• [WORK TASK 1]
According to the passage about Sundar Singh, in what year did he climb again to Tibet before he had fully recovered?
• [WORK TASK 2]
Can you carry the passage about Sundar Singh further, starting right after its final sentence?

Start of EXTRACTED TEXT

Repeatedly Delivered
One time, Sundar was left bound to die in the forest of Nepal. Secret Christians came to his rescue. Another time, when he sang of Christ in prison, he was bound in stocks and hurled into the jungle to die. Again secret Christians came at night and released him, speaking to him for long hours of the faith they shared. Men who knew him said he was more like Christ than any other man they had known. He himself said, "A Christian is one who has fallen in love with Christ." Later -- and amazingly -- his father became a Christian. To make amends for his former actions, he paid for Sundar's passage to the West to preach. Sundar visited Europe, England and America. What he found here upset him deeply. Shocked by Western materialism, Sundar Singh paraphrased Christ's words: "Come unto me all ye that are heavily laden with gold, and I will give you rest." The Sadhu was glad to return even to Tibet after his experience in the West. Worn down, he no longer possessed the strength and will power of former years. For months he was very sick. In 1929, before he had fully recovered, he climbed again to Tibet. He never returned. Nothing was ever heard from him again.

Jesus Was the Water of Life to Sundar
In Sundar's words: "Christ is my savior. He is my life. He is everything to me in heaven and earth. Once while traveling in a sandy region I was tired and thirsty. Standing on the top of a mound I looked for water. The sight of a lake at a distance brought joy to me, for now I hoped to quench my thirst. I walked toward it for a long time, but I could never reach it. Afterwards I found out it was a mirage, only a mere appearance of water caused by the refracted rays of the sun. In reality there was none. In a like manner I was moving about the world in search of the water of life. The things of this world -- wealth, position, honor and luxury -- looked like a lake by drinking of whose waters I hoped to quench my spiritual thirst. But I could never find a drop of water to quench the thirst of my heart. I was dying of thirst. When my spiritual eyes were opened I saw the rivers of living water flowing from his pierced side. I drank of it and was satisfied. Thirst was no more."

End of EXTRACTED TEXT
Start of STUDY MATERIAL

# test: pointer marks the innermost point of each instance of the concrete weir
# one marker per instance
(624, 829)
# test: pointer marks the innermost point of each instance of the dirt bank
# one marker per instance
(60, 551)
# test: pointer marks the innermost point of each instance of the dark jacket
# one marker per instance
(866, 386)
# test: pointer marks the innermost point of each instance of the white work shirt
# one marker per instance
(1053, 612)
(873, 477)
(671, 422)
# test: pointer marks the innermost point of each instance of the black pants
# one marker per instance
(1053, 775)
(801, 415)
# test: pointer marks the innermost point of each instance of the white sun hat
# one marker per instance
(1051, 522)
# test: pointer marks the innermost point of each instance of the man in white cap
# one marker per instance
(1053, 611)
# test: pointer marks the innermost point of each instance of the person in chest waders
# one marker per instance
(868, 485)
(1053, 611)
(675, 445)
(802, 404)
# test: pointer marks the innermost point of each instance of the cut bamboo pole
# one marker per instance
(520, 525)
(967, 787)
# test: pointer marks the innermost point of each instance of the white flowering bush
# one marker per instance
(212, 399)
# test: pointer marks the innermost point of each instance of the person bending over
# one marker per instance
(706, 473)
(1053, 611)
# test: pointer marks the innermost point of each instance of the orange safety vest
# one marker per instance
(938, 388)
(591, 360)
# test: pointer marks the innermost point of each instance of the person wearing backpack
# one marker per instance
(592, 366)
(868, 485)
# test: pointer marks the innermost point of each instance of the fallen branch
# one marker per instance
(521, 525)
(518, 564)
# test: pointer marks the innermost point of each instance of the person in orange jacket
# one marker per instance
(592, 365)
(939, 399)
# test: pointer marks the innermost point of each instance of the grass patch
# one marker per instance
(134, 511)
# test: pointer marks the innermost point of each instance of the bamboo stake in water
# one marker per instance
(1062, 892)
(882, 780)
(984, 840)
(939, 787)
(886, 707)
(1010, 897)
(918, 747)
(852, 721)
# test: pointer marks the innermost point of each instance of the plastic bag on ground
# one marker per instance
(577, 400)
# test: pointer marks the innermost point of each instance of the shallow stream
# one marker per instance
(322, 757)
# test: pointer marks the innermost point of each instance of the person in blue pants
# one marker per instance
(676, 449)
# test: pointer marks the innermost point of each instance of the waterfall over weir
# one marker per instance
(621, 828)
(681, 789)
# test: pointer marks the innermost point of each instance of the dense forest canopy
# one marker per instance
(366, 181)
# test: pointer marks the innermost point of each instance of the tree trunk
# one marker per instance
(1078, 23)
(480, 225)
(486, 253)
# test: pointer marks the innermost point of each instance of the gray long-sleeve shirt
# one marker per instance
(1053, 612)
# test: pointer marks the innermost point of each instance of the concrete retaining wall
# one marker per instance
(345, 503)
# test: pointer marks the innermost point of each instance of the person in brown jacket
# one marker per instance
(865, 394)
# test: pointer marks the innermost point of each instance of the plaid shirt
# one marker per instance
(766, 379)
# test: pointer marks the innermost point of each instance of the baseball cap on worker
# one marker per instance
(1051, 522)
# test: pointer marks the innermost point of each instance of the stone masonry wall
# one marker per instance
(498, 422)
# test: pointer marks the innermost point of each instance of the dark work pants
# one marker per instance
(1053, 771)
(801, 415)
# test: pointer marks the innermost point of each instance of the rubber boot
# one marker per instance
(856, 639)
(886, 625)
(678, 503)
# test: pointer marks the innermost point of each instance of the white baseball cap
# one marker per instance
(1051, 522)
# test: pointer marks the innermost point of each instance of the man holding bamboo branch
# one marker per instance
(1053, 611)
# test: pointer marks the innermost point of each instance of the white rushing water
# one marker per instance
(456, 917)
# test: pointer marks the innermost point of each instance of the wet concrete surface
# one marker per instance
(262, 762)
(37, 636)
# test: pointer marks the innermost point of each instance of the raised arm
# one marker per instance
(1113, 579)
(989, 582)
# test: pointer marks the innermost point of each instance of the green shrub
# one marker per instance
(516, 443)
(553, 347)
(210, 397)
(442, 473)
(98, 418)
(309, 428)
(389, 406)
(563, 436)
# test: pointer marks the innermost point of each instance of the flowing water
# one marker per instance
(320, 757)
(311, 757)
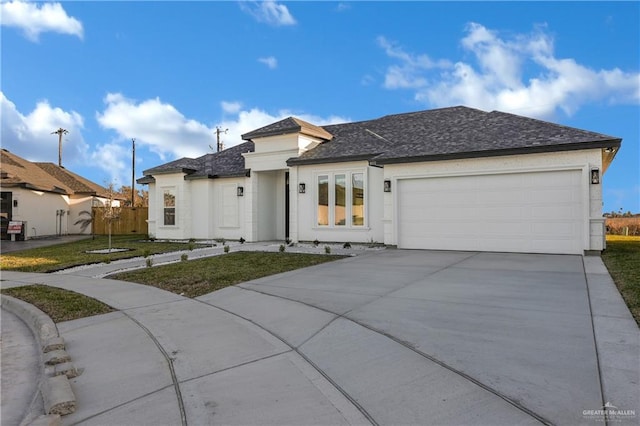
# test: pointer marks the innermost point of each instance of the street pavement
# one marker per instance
(385, 337)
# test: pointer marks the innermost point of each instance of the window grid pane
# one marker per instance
(340, 213)
(169, 201)
(357, 199)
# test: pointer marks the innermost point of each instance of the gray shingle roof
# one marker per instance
(446, 133)
(181, 165)
(226, 163)
(287, 126)
(456, 132)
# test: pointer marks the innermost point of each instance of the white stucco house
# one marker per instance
(454, 178)
(45, 197)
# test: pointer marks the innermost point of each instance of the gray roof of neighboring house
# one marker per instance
(19, 172)
(439, 134)
(456, 132)
(226, 163)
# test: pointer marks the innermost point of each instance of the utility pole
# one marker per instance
(133, 172)
(220, 146)
(60, 132)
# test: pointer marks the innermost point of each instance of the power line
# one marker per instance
(60, 132)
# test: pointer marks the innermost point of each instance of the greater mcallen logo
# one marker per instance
(610, 413)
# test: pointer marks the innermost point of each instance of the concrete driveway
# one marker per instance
(391, 337)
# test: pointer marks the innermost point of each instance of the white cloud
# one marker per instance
(114, 159)
(269, 12)
(35, 19)
(29, 135)
(168, 133)
(230, 107)
(160, 126)
(496, 80)
(269, 61)
(409, 74)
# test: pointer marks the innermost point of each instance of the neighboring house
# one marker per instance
(47, 197)
(453, 179)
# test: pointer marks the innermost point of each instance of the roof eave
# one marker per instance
(251, 135)
(613, 143)
(184, 170)
(342, 159)
(240, 173)
(146, 180)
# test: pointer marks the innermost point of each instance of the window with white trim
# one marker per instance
(341, 199)
(169, 205)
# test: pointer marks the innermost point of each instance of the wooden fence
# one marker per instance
(131, 221)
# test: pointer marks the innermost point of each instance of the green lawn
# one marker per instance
(622, 258)
(61, 256)
(197, 277)
(60, 305)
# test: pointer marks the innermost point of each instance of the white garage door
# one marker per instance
(521, 212)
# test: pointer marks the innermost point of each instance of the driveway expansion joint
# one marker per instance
(174, 378)
(431, 358)
(353, 401)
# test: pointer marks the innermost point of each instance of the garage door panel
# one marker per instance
(518, 212)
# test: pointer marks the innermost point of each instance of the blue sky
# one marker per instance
(169, 73)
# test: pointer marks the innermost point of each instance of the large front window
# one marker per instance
(357, 199)
(323, 200)
(340, 218)
(341, 200)
(169, 200)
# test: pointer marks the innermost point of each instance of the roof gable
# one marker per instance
(455, 132)
(287, 126)
(226, 163)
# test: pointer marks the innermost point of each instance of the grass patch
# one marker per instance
(197, 277)
(60, 305)
(622, 259)
(67, 255)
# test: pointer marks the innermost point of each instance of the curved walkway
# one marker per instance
(388, 337)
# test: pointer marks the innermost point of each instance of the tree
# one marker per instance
(86, 221)
(111, 209)
(142, 196)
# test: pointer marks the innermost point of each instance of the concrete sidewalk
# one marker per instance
(388, 337)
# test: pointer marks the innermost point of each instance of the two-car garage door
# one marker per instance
(538, 212)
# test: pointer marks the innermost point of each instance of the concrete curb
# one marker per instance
(56, 391)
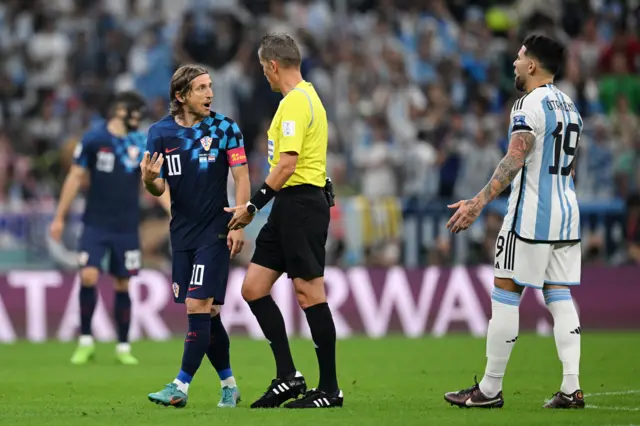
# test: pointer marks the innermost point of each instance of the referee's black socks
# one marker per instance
(272, 324)
(323, 333)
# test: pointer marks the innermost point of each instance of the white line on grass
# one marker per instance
(586, 395)
(600, 407)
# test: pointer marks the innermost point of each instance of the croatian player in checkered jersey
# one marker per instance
(539, 243)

End of STUDY MATERIAL

• [EXPECTED ANSWER 1]
1929

• [EXPECTED ANSWER 2]
Another Sikh, Another Singh
Another Sikh who became an internationally known Christian was Bakht Singh. Born to wealthy parents in 1903, Bakht Singh was converted in 1929 (the same year Sundar disappeared) while studying in Manitoba. Knowing that his parents (like Sundar Singh's) would not accept his conversion, he returned to India with great trepidation. His fears were well-grounded. His wife left him. His parents and relatives rejected him. Despite suffering from a speech impediment, Bakht Singh became an evangelist. He spent hours a day on his knees studying the Scripture. He carried the Bible wherever he went and urged converts to read it daily. His sermons quoted extensively from Scripture. Revival followed wherever he went, but he was unsatisfied. Converts were not receiving the follow up they needed. What should he do? After a night praying on a mountain, he determined he must form a new kind of congregation for Indian believers, a congregation based on New Testament principles. He started over 500 of these local assemblies in his lifetime. Thousands of these Christian brethren gather each year in designated cities to hold Christian festivals which Bakht Singh established. They march singing and holding aloft Scripture banners. Bakht Singh helped make Indian Christians independent, the very thing Sundar Singh had wanted to do.

Remember Corrie Ten Boom, Heroine of the WWII Story The Hiding Place?
As a teenager, Corrie so badly wanted to hear Sundar Singh when he visited Europe that she came to his conference with a blanket, prepared to sleep in a field. It was not necessary. A kind student found room for her. So Corrie listened with awe as Sundar told how he had met Christ. Disturbed that as a Christian she had never seen a vision of Christ or performed miracles, she asked the Sadhu why. Sundar responded that she was the real miracle. He believed in Christ only after seeing Him. She, on the other hand, had merely heard and believed. He quoted to her Christ's words, "Blessed are those who have not seen but believed."